--- BEGIN ---
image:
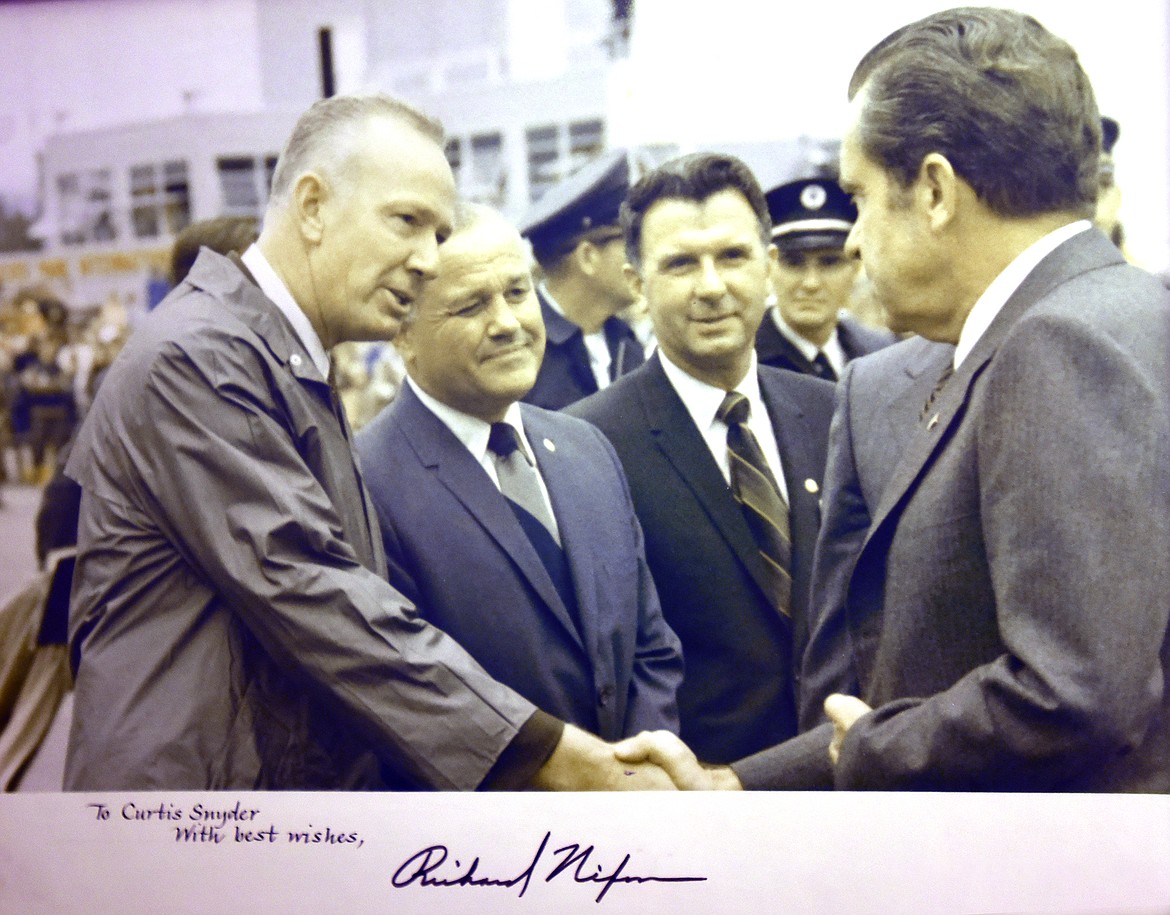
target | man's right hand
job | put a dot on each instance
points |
(583, 762)
(666, 750)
--- END ---
» Task directions:
Repeat the listing above with "dot" switched to "marker" and everything else unchanged, leaving out the pictures.

» Exercise output:
image:
target | man's right hand
job | put a marker on each instance
points |
(583, 762)
(666, 750)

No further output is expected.